Check each line below for the word "handbag" and give the count alone.

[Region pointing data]
-- -- --

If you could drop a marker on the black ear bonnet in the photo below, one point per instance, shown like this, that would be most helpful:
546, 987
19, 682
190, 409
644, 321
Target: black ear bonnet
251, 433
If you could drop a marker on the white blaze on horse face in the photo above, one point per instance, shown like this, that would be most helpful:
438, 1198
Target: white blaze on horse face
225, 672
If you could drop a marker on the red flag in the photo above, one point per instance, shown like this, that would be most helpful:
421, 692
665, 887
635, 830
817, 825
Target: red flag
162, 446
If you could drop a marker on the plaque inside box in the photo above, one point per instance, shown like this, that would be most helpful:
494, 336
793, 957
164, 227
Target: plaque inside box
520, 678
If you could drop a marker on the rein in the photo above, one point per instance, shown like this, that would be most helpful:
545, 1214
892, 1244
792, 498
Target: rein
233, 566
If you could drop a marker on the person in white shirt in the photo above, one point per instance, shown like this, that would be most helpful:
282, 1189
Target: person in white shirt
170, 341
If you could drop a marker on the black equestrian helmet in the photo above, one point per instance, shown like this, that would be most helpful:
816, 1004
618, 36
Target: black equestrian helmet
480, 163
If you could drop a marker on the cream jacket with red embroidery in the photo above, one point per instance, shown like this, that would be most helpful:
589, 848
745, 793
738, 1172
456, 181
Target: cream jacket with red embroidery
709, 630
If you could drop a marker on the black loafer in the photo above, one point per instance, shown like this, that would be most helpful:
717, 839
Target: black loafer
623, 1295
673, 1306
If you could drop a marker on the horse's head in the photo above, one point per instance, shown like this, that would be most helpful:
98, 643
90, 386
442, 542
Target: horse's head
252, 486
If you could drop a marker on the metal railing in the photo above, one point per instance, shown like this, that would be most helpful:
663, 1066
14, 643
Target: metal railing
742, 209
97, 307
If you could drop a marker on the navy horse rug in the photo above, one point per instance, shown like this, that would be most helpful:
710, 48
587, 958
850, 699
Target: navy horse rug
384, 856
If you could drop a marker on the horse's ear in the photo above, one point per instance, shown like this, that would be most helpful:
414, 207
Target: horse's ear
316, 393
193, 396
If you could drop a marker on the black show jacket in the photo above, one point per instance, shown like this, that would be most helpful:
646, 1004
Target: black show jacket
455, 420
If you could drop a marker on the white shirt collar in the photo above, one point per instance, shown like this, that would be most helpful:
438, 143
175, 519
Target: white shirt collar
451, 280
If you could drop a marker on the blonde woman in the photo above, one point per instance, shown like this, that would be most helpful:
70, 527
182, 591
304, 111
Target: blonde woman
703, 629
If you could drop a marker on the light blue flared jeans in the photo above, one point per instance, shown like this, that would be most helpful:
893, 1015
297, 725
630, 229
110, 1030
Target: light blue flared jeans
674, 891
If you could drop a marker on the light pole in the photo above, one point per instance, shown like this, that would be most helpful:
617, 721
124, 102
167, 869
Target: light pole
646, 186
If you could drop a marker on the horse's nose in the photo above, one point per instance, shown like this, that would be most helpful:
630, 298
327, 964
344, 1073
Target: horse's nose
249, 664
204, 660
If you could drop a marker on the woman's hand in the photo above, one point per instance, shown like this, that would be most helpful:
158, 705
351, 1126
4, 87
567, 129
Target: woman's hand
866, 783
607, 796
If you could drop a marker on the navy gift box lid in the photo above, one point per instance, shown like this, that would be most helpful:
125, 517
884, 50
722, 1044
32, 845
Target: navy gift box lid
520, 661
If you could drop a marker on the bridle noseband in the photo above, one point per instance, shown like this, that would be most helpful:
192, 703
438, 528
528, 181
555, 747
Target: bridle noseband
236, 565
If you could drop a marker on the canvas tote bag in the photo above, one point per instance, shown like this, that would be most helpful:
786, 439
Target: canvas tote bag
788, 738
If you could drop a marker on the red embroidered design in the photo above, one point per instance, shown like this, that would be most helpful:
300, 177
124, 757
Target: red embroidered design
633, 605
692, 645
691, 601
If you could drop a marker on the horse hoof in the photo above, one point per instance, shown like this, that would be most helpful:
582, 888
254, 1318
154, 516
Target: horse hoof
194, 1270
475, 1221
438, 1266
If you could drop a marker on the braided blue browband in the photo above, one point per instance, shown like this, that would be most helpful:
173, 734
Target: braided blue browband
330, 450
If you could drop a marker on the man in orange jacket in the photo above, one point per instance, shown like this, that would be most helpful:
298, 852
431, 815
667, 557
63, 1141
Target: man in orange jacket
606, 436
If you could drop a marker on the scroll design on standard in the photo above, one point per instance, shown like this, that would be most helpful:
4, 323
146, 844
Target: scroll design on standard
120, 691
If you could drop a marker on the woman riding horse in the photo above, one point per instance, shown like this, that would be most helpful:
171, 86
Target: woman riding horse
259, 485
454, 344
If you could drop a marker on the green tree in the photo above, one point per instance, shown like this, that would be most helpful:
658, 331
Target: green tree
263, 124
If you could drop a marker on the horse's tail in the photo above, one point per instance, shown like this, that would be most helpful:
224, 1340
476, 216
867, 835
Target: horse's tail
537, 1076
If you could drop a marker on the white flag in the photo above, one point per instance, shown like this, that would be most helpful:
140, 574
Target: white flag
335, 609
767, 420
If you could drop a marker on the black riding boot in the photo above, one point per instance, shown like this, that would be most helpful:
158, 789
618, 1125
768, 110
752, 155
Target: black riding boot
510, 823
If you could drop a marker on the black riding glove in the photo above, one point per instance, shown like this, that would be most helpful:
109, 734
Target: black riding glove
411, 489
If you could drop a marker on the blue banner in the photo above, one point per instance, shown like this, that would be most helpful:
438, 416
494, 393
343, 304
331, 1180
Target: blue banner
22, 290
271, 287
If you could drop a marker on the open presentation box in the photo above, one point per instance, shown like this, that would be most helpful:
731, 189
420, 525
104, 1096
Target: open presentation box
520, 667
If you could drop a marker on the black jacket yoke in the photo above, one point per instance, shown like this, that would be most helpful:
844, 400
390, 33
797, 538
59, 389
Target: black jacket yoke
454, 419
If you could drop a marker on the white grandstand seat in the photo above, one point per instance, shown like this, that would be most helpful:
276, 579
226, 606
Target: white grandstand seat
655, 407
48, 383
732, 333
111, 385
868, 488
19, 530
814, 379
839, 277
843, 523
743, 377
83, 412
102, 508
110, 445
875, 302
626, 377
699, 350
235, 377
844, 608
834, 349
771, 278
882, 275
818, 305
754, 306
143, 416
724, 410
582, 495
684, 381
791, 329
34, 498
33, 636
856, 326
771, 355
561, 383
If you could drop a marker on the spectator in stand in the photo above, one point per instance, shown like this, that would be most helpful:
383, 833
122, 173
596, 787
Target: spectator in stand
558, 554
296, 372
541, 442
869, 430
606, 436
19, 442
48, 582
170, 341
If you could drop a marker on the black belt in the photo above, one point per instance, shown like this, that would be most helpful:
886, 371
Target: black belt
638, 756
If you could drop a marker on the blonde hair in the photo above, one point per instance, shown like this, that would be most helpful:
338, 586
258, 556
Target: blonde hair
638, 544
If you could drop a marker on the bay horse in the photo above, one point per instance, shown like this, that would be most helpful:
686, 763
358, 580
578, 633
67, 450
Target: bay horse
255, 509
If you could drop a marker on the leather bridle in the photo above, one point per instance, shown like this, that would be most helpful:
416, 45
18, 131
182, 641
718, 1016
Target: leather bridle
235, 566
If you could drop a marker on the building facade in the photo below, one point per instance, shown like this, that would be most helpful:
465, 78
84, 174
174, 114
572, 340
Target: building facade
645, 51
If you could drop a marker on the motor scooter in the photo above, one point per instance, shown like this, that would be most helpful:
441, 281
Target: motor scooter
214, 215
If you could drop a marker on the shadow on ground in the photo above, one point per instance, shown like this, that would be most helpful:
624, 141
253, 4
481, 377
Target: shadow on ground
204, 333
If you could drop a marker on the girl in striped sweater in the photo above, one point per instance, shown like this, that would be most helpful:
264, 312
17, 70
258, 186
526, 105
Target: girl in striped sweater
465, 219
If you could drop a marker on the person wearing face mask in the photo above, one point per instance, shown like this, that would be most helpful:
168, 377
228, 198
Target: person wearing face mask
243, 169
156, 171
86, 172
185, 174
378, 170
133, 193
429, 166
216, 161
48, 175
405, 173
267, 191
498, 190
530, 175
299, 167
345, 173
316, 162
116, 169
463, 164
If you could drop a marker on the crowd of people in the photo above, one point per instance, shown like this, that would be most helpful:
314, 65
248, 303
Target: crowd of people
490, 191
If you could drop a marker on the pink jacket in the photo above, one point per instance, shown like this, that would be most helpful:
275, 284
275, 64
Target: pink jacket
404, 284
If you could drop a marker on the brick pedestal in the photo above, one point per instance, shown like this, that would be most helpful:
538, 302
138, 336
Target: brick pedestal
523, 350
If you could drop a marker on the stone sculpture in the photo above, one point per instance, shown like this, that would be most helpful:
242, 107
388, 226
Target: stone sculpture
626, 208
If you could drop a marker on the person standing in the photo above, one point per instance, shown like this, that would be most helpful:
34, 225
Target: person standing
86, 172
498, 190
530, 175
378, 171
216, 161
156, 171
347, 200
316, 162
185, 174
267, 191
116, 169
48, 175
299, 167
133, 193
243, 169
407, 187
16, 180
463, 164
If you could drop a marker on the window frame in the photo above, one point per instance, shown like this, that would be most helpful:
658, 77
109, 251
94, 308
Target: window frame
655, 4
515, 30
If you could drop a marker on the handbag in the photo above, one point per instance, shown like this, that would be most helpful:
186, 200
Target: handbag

-- -- --

**Output:** 2